Challenge: Each of the entries should be retyped precisely as it appears.
++++++++++
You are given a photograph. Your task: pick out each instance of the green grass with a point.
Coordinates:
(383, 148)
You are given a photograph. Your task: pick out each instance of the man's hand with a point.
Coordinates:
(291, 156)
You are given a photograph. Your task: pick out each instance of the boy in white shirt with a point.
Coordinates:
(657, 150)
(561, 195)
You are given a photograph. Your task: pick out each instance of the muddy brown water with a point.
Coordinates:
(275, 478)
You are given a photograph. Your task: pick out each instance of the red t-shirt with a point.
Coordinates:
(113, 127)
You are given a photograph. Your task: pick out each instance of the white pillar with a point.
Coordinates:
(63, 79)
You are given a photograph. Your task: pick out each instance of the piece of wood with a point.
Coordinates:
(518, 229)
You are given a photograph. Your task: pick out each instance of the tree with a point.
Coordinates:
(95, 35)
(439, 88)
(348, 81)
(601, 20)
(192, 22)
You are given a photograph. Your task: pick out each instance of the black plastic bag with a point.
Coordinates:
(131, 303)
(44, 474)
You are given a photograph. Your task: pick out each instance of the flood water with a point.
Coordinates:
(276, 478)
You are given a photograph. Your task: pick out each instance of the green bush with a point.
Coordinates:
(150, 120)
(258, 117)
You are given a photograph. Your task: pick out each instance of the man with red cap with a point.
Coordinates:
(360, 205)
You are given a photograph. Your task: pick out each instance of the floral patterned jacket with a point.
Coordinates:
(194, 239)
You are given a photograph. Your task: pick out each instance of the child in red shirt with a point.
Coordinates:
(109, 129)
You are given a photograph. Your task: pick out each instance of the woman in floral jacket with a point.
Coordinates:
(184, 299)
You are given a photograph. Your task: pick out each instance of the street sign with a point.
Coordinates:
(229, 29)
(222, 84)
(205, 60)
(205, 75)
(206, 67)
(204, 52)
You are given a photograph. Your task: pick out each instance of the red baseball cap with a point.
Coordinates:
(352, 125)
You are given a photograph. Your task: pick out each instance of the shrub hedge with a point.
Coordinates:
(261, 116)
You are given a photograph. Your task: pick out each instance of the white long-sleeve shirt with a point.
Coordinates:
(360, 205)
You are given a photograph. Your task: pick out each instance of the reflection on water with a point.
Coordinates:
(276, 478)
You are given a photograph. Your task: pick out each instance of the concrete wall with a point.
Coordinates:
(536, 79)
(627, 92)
++++++++++
Reply to the exercise:
You are given a photograph. Your task: pick out each instance of the green grass with a point.
Coordinates:
(383, 148)
You are given a photograph. Your task: pick out each instance of the man's hand with a point.
Coordinates:
(291, 156)
You are given a photograph. Your task: pick out each instance of the boy in white shirt with a point.
Coordinates:
(657, 150)
(561, 195)
You are given a photograph. Your task: pick out each instance of the muddy brown water with a point.
Coordinates:
(275, 478)
You are given a photograph. Your task: pick out each instance of the red t-shirt with a point.
Coordinates:
(113, 127)
You are given a photograph. Your task: pick out each instance of the white pillar with a point.
Coordinates:
(63, 79)
You are given a photograph. Your task: pick out each instance of the piece of wood with a point.
Coordinates:
(518, 229)
You are given a photograph. Your task: pick out each instance of the tree with a point.
Coordinates:
(95, 35)
(439, 88)
(348, 81)
(601, 20)
(192, 22)
You are given a photograph. Your task: pick out each instance of the black plastic bag with a point.
Coordinates:
(131, 303)
(44, 474)
You are given a photograph. Your task: pick out each instance of the flood water with a point.
Coordinates:
(276, 478)
You are given a photograph. Your task: pick out each instance of the green bush with a point.
Coordinates:
(150, 120)
(258, 117)
You are given a photograph. Your task: pick out each instance of the man with red cap with a point.
Coordinates:
(360, 205)
You are given a photograph. Your task: pick out each instance of the floral patterned jacket with a point.
Coordinates:
(194, 239)
You are given a photograph. Your task: pick out each instance of the child in red shirt with a point.
Coordinates:
(109, 129)
You are given a photograph. Your task: pick out each instance of the woman in floral jacket with a point.
Coordinates:
(184, 299)
You are given a photograph. Your task: pick out each instance of the street sign with a point.
Coordinates:
(229, 29)
(222, 84)
(205, 60)
(205, 75)
(206, 67)
(204, 52)
You are given a photograph. Your task: pick out each instance of the red baseball cap with a point.
Coordinates:
(352, 125)
You are given a photograph. Your task: pick out each instance of the shrub hedge with a point.
Coordinates:
(261, 116)
You are given a photograph. Your task: pick out each instance of the white long-sleeve shirt with a point.
Coordinates:
(360, 205)
You are given a photograph. Your task: pick out each instance of the reflection on water with a point.
Coordinates:
(276, 478)
You are given a photograph. Your task: pick out each instance of the concrete wall with a point.
Coordinates:
(536, 79)
(627, 92)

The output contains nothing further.